Vivere a Nazaret significa pure essere sempre aperti ad ogni tipo di visita e di accoglienza. E così negli ultimi giorni ci è capitato di ospitare un nuovo amico che, per caso o per provvidenza, si è trovato a chiedere un posto per dormire. Come sempre cerchiamo di essere disponibili con questi casi perché non sono pochi i pellegrini che, organizzandosi un viaggio da sé, rimangono senza dimora nei normali luoghi di accoglienza.

Così Adesina, un nigeriano di mezza età, è entrato nella nostra casa e nella nostra vita. Una presenza possente, omone grande e alto, con un cuore ancora più grande della sua statura. Si è fermato con noi tre giorni e abbiamo potuto conoscerlo nelle serate passate insieme.

Il solo colore della pelle, con la sua provenienza africana ci ha riportato ai luoghi tanto amati dalla nostra fraternità e dalle radice della nostra stessa esperienza spirituale. Fr. Charles, come sappiamo ha abitato per lunghi anni proprio in Africa, nel deserto del Sahara, e così ci siamo sentiti subito in sintonia con la storia di questo nostro fratello.

Il discorso è andato subito sulla situazione del nord Africa che attraversa in questo momento tempi difficilissimi. La lettura che ci ha dato della situazione è stata senz’altro appropriata e fondata. Un tempo era molto più facile definire le situazioni dei paesi africani, anche perché la classificazione della propria linea politica era determinata dal legame con le due superpotenze mondiali, o l’una o l’altra: gli USA o la Russia. Ora non è più così e l’informazione, con l’avvento di Internet ha fatto capolino nelle case di moltissime famiglie che si informano ed escono dai soliti schemi mentali precostituiti. Così risultano vere quelle interpretazioni della situazione che vedono proprio nelle nuove tecnologie le cause e la diffusione delle motivazioni della rivolta che sta attraversando tutti questi paesi ed il medio oriente.

Adesso chiunque può informarsi sul resto del mondo ed avere fonti di ispirazione per sognare un futuro migliore. Così molti vedono nei paesi europei o in altre zone del pianeta una realizzazione più giusta dello stato e della società. Ma la cosa interessante che ha sottolineato è che in realtà il problema delle persone in Africa rimane la fame, la possibilità di guadagnarsi il pane per sfamarsi ogni giorno, prima ancora della democrazia. Così c’è il rischio di una confusione tra la soluzione democratica della questione del governo, con la risoluzione del più ampio e radicale problema della fame e della povertà. In altre parole c’è il pericolo di cercare nella democrazia la soluzione di problemi che non sono direttamente connessi con essa.

(Dati grezzi)

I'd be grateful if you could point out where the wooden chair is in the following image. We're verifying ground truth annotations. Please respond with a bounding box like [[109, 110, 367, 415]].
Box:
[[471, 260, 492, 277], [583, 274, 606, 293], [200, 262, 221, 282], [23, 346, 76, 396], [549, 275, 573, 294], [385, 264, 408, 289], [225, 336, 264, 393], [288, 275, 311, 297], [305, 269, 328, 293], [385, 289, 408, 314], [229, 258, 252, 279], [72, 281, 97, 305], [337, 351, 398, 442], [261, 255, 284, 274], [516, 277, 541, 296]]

(Consegna)
Trascrivi parola per parola il passo del brano sull'ospite nigeriano a Nazaret da "Adesso chiunque può" a "connessi con essa.".

(Soluzione scritta)
Adesso chiunque può informarsi sul resto del mondo ed avere fonti di ispirazione per sognare un futuro migliore. Così molti vedono nei paesi europei o in altre zone del pianeta una realizzazione più giusta dello stato e della società. Ma la cosa interessante che ha sottolineato è che in realtà il problema delle persone in Africa rimane la fame, la possibilità di guadagnarsi il pane per sfamarsi ogni giorno, prima ancora della democrazia. Così c’è il rischio di una confusione tra la soluzione democratica della questione del governo, con la risoluzione del più ampio e radicale problema della fame e della povertà. In altre parole c’è il pericolo di cercare nella democrazia la soluzione di problemi che non sono direttamente connessi con essa.